**What you have to do:** Format all of the entries below as a two-column CSV with the header row instruction,boxes. Give one row per entry, with its text and its answer each in a single quoted field and line breaks replaced by spaces, and omit the pictures.
──────────────────────────────
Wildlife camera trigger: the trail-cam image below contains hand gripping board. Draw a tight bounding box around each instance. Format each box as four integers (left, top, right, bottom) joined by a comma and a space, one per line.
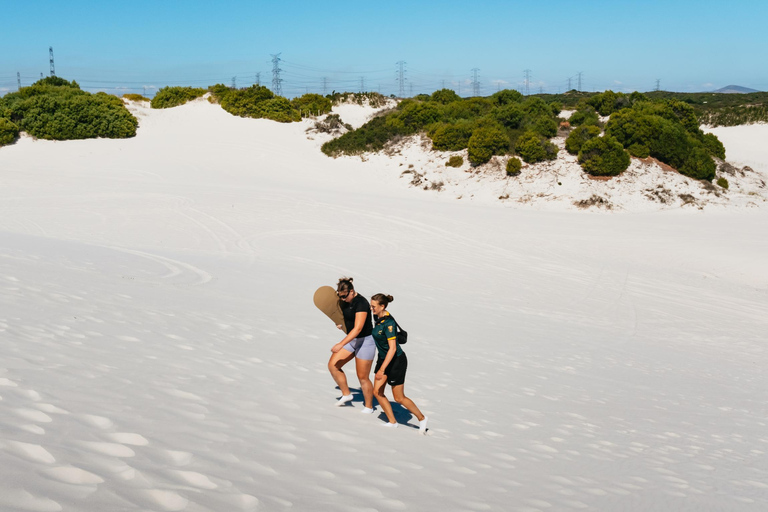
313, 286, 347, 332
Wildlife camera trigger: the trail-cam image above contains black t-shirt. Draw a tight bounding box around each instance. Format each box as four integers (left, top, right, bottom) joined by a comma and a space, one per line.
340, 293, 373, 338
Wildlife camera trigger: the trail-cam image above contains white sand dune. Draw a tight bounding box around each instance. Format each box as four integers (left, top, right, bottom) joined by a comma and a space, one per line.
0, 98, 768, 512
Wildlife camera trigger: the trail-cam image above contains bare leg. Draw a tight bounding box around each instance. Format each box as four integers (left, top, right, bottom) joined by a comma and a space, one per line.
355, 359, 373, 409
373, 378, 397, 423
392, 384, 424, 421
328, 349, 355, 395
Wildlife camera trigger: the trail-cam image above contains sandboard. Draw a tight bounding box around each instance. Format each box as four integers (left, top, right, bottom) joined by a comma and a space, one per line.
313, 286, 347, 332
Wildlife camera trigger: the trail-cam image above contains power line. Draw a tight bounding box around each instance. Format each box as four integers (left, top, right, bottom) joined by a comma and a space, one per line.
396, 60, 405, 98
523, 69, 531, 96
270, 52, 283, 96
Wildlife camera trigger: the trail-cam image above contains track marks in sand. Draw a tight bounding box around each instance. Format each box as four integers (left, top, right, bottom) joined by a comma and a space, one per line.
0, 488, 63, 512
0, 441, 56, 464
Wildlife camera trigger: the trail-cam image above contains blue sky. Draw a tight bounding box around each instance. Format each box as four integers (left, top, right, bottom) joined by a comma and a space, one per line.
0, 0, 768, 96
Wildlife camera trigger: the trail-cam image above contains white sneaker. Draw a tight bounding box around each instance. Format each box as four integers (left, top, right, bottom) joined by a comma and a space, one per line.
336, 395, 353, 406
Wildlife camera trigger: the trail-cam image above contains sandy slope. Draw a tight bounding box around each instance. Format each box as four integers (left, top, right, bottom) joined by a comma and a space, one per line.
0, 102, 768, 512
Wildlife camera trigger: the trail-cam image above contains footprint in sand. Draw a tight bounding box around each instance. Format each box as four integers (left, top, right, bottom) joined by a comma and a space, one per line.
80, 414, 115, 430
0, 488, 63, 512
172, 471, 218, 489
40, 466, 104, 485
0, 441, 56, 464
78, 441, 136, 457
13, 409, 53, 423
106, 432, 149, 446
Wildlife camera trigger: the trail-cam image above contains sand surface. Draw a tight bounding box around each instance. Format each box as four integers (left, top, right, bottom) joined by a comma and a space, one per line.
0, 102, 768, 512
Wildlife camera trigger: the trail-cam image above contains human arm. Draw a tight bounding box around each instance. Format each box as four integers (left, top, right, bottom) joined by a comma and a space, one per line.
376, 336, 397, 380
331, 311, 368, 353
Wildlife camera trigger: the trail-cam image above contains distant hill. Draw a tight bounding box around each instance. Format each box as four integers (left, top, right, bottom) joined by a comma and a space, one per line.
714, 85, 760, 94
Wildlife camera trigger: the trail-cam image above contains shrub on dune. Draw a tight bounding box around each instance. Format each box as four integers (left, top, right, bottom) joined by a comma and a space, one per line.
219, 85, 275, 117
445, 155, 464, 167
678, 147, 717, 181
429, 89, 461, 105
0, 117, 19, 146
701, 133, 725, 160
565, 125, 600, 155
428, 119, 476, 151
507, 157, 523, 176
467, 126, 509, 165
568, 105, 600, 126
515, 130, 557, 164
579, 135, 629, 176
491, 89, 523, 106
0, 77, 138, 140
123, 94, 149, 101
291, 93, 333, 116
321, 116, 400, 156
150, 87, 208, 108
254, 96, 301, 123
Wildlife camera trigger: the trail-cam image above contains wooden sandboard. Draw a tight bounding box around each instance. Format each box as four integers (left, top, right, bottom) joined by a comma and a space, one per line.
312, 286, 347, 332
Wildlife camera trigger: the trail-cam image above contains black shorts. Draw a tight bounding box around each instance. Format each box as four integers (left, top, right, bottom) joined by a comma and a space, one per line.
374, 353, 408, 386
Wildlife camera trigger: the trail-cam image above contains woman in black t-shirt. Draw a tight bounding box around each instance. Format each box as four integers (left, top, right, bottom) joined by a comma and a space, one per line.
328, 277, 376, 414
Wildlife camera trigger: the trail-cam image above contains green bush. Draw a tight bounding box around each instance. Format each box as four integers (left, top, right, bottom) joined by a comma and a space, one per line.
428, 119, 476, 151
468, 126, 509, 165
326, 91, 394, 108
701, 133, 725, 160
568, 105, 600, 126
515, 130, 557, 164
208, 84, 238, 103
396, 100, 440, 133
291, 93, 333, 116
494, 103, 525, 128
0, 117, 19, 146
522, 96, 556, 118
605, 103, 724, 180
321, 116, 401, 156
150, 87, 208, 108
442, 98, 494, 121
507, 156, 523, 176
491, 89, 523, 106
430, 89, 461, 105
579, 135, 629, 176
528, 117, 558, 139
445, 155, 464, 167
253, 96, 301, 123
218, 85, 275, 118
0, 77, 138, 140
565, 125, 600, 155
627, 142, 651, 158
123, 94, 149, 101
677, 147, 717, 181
──────────────────────────────
**Finished exercise:**
instruction,boxes
"Wildlife camera trigger: the trail-cam image below contains hand gripping board. Draw a tight bounding box around each instance. Format each box as four integers (left, top, right, bottom) joined by a comma and a space, one per line.","313, 286, 347, 332"
"Wildlife camera trigger: the trail-cam image above contains black t-shirt. Draw a tight bounding box around each instance. Format each box as four integers (left, top, right, bottom) joined by a comma and a space, one per line.","340, 293, 373, 338"
"Wildlife camera trigger: the trail-cam image above contains white sand dune. Draw a tight bounding box around each instance. Format each box as four integers (left, top, right, bottom) joined by a comma and a space, one per line.","0, 98, 768, 512"
"Wildlife camera trigger: the trail-cam image above contains bare leg. Draw a tight bounding box around each instance. Format each box as four integers (left, top, right, bottom) joined by a comma and a space, one per line.","355, 359, 373, 409 373, 378, 397, 423 392, 384, 424, 421 328, 349, 355, 395"
"Wildlife camera trigger: the trail-cam image above contains sandboard. Draw a tight bounding box around each instance. Format each box as four integers (left, top, right, bottom) joined by a comma and a space, one per line.","313, 286, 347, 332"
"Wildlife camera trigger: the trail-cam image above contains power line. Draw a tight bounding box around each instance. Format each box as four integers (left, top, right, bottom) joined by a comma and a space, one per line.","396, 60, 405, 98 523, 69, 531, 96 270, 52, 283, 96"
"Wildlife camera trigger: the trail-cam image above contains track marks in sand. Draw a tight bounding box around each instance. Format each box as four integers (left, top, right, bottom) joined by a comma and a space, one per line.","0, 488, 63, 512 0, 441, 56, 464"
"Wildlife camera trigger: the trail-cam image above contains blue sky. Draw a tight bounding box around each instance. Format each box as four integers (left, top, right, bottom) joined by a comma and a space, one per line.","0, 0, 768, 96"
"Wildlife camera trigger: the trail-cam image above contains white sneaker. Draw a tight bounding box around each instance. Format each box as four integers (left, top, right, bottom) joined by a comma and a space, one per line.","336, 395, 353, 406"
"Wildlife camera trigger: the trail-cam image above contains sandy slope. Draw a tight bounding box around each instance. Format each box as four integers (left, top, right, bottom) joined by a comma and a space, one per line.","0, 102, 768, 512"
"Wildlife camera trigger: the trail-cam image above contains footprint in sand. Draw a tight bounding box around each instance. Format each box as four integers (left, top, right, bottom) joined by a comma and a space, one per line.","80, 414, 115, 430 0, 488, 63, 512 172, 471, 218, 489 40, 466, 104, 485 0, 441, 56, 464 78, 441, 136, 457 13, 409, 53, 423 106, 432, 149, 446"
"Wildlife camera trigger: the trail-cam image above contains sand surface. Draw a tight bounding box around each instance. Format each box as four integers (left, top, right, bottom) joined by a comma and a space, one per line.","0, 102, 768, 512"
"Wildlife camera trigger: the trail-cam image above contains human arm. Draw a tight bounding box around each instance. Format each box as four integers (left, top, right, bottom) joined by a comma and a space, one per line.","376, 336, 397, 380 331, 311, 368, 353"
"Wildlife camera trigger: the trail-cam image above contains distant hill. Draw a tight bounding box around each instance. Format each box as four integers (left, top, right, bottom) joined by a comma and a space, one per line.","714, 85, 760, 94"
"Wildlife camera trigger: the trail-cam image above contains shrub on dune. Draw a tight bounding box around each instance. Format each box as four integers (left, top, right, bottom) joined by a comma and a space, one per line.","219, 85, 275, 117 445, 155, 464, 167 678, 147, 717, 181 429, 89, 461, 105 0, 117, 19, 146 701, 133, 725, 160 565, 125, 600, 155 428, 119, 476, 151 507, 157, 523, 176 467, 126, 509, 165 568, 105, 600, 126 515, 130, 557, 164 579, 135, 629, 176 491, 89, 523, 106 0, 77, 138, 140 123, 94, 149, 101 291, 93, 333, 116 321, 116, 400, 156 150, 87, 208, 108 254, 96, 301, 123"
"Wildlife camera trigger: the trail-cam image above contains wooden sandboard. Draw a tight bounding box around each instance. Format each box as four integers (left, top, right, bottom) joined by a comma and a space, one per line.","312, 286, 347, 332"
"Wildlife camera trigger: the trail-cam image above contains black shorts. Draw a tight bounding box around each instance. Format each box as four integers (left, top, right, bottom) joined by a comma and a space, one per line.","374, 353, 408, 386"
"Wildlife camera trigger: the trail-cam image above contains woman in black t-shirt. Draw a tight bounding box around each instance. Format each box as four integers (left, top, right, bottom) joined by a comma and a space, one per line.","328, 277, 376, 414"
"Wildlife camera trigger: the trail-cam image above contains green bush. Draw a tight bounding box around each instance. Format each box as four integers (left, top, right, bottom) joined by a comma and a space, one per line.","428, 119, 476, 151 468, 126, 509, 165 326, 91, 394, 108 701, 133, 725, 160 568, 105, 600, 126 515, 130, 557, 164 208, 84, 238, 103 396, 100, 440, 133 291, 93, 333, 116 494, 103, 525, 128 0, 117, 19, 146 522, 96, 556, 118 605, 103, 724, 180 321, 116, 401, 156 150, 87, 208, 108 442, 98, 494, 121 507, 156, 523, 176 491, 89, 523, 106 430, 89, 461, 105 579, 135, 629, 176 528, 117, 558, 139 445, 155, 464, 167 253, 96, 301, 123 218, 85, 275, 118 0, 77, 138, 140 565, 125, 600, 155 627, 142, 651, 158 123, 94, 149, 101 677, 147, 717, 181"